[Boundary annotation records]
━━━━━━

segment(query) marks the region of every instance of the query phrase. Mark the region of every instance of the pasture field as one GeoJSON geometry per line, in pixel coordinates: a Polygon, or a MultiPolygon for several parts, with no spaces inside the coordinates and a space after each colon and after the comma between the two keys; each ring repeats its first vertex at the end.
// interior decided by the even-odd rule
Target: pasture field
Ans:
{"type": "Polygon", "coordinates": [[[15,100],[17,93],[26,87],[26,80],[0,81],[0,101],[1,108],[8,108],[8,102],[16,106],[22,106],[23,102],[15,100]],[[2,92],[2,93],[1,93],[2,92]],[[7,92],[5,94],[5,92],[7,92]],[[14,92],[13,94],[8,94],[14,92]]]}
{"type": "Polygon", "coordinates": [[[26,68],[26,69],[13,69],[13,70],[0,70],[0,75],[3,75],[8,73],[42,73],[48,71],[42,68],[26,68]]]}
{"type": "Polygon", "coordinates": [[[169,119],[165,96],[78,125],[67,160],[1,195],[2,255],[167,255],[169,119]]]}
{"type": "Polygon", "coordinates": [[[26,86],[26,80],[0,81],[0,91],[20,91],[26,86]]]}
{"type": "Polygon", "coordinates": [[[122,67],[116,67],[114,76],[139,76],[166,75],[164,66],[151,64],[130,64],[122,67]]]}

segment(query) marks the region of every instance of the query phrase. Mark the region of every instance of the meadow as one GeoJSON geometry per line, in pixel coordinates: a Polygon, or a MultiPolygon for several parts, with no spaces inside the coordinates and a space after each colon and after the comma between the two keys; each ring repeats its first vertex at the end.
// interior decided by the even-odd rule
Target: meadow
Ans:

━━━━━━

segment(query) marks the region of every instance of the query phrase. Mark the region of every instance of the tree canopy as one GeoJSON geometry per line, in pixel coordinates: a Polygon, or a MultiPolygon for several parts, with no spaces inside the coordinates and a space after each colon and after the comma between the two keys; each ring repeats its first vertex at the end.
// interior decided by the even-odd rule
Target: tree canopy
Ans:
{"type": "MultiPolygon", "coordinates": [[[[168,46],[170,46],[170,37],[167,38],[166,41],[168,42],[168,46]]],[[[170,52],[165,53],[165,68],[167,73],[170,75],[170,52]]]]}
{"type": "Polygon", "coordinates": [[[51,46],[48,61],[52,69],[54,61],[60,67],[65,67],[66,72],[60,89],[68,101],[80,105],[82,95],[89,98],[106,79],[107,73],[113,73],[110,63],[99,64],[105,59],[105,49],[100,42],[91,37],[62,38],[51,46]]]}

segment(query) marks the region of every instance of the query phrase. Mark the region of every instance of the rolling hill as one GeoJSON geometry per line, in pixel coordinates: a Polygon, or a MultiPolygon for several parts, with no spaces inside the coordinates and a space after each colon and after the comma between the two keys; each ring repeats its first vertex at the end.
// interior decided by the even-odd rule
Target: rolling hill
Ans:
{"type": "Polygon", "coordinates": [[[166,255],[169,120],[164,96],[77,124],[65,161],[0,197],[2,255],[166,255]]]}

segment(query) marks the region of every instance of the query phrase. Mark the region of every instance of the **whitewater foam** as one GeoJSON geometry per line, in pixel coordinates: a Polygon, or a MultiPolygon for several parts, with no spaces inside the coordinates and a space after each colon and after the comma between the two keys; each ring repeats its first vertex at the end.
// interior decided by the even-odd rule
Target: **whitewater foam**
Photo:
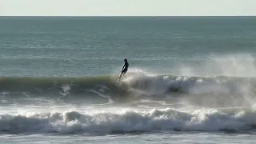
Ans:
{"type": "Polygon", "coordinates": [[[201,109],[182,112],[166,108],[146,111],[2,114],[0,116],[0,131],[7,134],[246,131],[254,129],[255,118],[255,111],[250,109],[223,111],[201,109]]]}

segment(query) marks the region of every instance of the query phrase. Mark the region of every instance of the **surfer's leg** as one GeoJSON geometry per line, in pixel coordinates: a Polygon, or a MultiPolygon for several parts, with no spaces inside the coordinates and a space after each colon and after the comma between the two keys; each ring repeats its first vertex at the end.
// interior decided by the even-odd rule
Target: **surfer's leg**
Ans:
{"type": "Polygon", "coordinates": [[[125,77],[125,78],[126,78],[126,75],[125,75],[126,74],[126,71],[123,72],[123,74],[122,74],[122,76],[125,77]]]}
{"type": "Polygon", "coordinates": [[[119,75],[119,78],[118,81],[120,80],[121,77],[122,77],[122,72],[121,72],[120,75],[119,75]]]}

━━━━━━

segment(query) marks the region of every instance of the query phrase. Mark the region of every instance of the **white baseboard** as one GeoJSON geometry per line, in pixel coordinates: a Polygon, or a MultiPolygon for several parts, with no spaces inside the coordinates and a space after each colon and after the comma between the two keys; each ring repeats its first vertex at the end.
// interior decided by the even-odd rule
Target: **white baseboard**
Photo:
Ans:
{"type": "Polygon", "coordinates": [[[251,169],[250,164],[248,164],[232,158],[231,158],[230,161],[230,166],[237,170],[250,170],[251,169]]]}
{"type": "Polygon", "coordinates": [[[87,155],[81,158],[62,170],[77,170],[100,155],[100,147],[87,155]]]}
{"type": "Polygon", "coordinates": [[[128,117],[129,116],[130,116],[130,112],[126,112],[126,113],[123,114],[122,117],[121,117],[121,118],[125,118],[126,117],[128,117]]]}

━━━━━━

▶ Goal of the exercise
Show every line of the entries above that contains the string "foam".

▶ Answer to this task
segment(query) marks the region of every instance of the query phrase. Mark the region of every instance of the **whitewater foam** as one GeoJSON geometry per line, in pixel coordinates: a Polygon, or a MultiPolygon for several parts, with no spaces inside the coordinates and a space after each colon and after the comma between the two keys; each ring repeats its first vertex at the end.
Target: **whitewater foam**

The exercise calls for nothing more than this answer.